Description of the task:
Please list every author named in the xylitol abstract below.

Text shown:
Published by the American Society of Agricultural and Biological Engineers, St. Joseph, Michigan

Citation:   No Citation available.
Authors:   M Soleimani, L Tabil, S Panigrahi
Keywords:   Xylitol, xylose, lignicellulose, lignocellulosic hydrolyzates, fermentation, hemicellulose

Lignocellulosic materials being supplied from a variety of resources at low price can be used as feedstock for chemicals and bio-products. Xylitol is a high value polyalcohol produced by the reduction of D-xylose (from hemicellulose fraction of lignocellulose) and is employed in food and pharmaceutical industries. The large number of advantageous properties, such as its low-calorie sweetening power and anticariogenicity justifies the high industrial interest for xylitol. Biotechnological production of this substance is lately becoming more attractive than the chemical method of catalytic hydrogenation due to the higher yield and because downstream processing is expected to be less costly. Studies about the bio-production of xylitol, in which microorganisms or enzymes are involved as catalysts to convert xylose into xylitol under mild conditions of pressure and temperature, have been mostly focused on establishing the operational parameters and the process options that maximize its yield and productivity in free cell system. However, some gaps in knowledge exist regarding this bioconversion process in immobilized cell system and selection or making an appropriate carrier (support) for biocatalysts in fermentation medium.

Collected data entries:
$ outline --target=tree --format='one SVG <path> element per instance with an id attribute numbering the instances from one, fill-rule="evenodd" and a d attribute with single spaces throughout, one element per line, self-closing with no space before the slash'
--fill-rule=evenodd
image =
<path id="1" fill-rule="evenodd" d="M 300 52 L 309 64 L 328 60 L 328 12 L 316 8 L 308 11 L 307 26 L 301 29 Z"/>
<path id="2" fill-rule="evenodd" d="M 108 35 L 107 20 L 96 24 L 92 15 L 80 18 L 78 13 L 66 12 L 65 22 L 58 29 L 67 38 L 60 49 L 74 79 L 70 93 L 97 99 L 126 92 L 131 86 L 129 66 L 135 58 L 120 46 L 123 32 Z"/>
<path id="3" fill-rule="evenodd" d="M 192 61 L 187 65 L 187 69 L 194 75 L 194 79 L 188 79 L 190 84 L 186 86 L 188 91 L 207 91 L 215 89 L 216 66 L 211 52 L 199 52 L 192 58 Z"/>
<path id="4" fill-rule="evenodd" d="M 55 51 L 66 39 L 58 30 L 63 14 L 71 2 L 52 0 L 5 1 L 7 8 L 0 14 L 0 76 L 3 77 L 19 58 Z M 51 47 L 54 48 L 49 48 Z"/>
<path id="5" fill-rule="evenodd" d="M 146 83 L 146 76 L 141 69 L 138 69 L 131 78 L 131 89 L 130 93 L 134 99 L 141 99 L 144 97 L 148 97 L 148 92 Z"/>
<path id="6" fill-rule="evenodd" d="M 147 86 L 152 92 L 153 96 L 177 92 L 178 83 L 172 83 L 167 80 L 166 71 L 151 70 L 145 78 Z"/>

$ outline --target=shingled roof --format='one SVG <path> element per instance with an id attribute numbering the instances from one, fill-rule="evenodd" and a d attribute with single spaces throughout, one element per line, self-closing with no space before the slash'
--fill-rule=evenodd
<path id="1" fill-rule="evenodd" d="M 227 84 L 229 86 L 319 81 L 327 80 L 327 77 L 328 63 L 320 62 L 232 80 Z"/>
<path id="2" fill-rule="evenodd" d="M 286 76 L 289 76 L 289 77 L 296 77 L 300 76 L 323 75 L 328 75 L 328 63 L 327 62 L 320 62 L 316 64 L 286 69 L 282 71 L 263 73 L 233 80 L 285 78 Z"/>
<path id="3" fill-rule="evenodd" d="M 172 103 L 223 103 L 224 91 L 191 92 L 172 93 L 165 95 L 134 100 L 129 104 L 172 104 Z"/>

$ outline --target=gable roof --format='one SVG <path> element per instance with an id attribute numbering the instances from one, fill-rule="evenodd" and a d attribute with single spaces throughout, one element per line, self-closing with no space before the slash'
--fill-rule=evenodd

Response area:
M Soleimani, L Tabil, S Panigrahi